TASK TO CARRY OUT: Print the lines in the listing below that fall between the line with "box: [158, 35, 483, 260]" and the line with "rough mask: <svg", those two lines included, exactly as they stand and with nothing else.

* * *

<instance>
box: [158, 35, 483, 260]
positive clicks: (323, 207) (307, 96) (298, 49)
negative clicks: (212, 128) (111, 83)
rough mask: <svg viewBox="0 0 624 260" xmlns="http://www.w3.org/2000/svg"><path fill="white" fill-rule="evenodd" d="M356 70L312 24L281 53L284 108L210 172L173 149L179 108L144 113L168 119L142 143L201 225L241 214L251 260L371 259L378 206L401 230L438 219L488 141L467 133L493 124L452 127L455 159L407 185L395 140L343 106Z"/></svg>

* * *

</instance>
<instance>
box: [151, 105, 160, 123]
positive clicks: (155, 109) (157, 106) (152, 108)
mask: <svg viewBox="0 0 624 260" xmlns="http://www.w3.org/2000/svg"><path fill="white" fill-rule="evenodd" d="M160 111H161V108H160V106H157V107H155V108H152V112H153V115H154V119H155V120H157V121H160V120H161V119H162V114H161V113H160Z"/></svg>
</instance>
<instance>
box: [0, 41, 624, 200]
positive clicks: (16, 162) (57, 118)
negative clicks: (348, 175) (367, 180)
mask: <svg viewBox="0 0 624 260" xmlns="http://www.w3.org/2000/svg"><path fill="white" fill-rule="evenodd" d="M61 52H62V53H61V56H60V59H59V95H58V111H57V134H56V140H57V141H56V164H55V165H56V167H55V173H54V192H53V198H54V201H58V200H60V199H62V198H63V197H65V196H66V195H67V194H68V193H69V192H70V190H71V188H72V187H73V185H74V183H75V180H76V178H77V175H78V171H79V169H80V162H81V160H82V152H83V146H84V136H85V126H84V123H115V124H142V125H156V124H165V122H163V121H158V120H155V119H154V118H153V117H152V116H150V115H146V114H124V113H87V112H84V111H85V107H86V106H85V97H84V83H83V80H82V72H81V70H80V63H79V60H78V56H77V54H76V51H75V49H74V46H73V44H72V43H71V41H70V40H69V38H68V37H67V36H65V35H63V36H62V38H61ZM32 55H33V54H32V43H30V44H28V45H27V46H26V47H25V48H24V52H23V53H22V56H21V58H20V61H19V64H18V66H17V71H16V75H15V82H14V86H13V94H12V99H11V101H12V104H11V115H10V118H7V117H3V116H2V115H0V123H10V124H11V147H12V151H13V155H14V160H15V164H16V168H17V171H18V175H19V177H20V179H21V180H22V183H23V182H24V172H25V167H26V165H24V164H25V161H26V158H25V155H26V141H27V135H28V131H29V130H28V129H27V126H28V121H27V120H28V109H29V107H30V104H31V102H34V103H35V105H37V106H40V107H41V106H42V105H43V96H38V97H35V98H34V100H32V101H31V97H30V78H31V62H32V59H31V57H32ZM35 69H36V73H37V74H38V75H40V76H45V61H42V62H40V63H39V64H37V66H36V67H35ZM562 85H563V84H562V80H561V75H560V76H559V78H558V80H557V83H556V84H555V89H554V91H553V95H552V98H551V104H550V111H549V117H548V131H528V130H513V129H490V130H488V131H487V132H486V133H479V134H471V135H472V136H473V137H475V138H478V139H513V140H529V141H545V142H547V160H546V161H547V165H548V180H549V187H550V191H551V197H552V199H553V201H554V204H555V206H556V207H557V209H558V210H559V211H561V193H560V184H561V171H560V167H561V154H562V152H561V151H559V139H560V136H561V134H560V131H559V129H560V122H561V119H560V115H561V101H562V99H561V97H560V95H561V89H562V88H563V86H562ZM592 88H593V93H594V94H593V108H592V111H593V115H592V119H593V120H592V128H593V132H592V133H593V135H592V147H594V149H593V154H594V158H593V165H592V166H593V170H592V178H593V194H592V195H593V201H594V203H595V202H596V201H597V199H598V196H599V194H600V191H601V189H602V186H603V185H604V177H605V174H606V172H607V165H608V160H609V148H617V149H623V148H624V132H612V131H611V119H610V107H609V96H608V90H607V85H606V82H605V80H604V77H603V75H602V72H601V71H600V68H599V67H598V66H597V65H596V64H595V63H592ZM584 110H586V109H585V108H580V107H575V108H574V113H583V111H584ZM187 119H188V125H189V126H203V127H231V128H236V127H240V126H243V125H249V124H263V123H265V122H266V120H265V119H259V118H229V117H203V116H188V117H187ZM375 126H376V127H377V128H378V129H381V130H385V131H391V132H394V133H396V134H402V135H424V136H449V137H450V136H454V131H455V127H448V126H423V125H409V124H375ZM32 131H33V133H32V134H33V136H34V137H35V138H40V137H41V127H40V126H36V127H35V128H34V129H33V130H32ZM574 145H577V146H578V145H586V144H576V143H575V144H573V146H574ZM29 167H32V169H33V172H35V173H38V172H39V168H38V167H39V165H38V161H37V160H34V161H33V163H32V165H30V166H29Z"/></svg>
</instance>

* * *

FINAL ANSWER:
box: [158, 35, 483, 260]
positive clicks: (323, 207) (307, 96) (298, 49)
negative clicks: (212, 128) (111, 83)
rough mask: <svg viewBox="0 0 624 260" xmlns="http://www.w3.org/2000/svg"><path fill="white" fill-rule="evenodd" d="M356 70L312 24L281 53L284 108L210 172L173 149L179 108L144 113L168 119L142 143L201 225L241 214L251 260L371 259L378 206L401 230L438 219L488 141L467 133L493 124L452 127L455 159L407 185L395 140L343 106Z"/></svg>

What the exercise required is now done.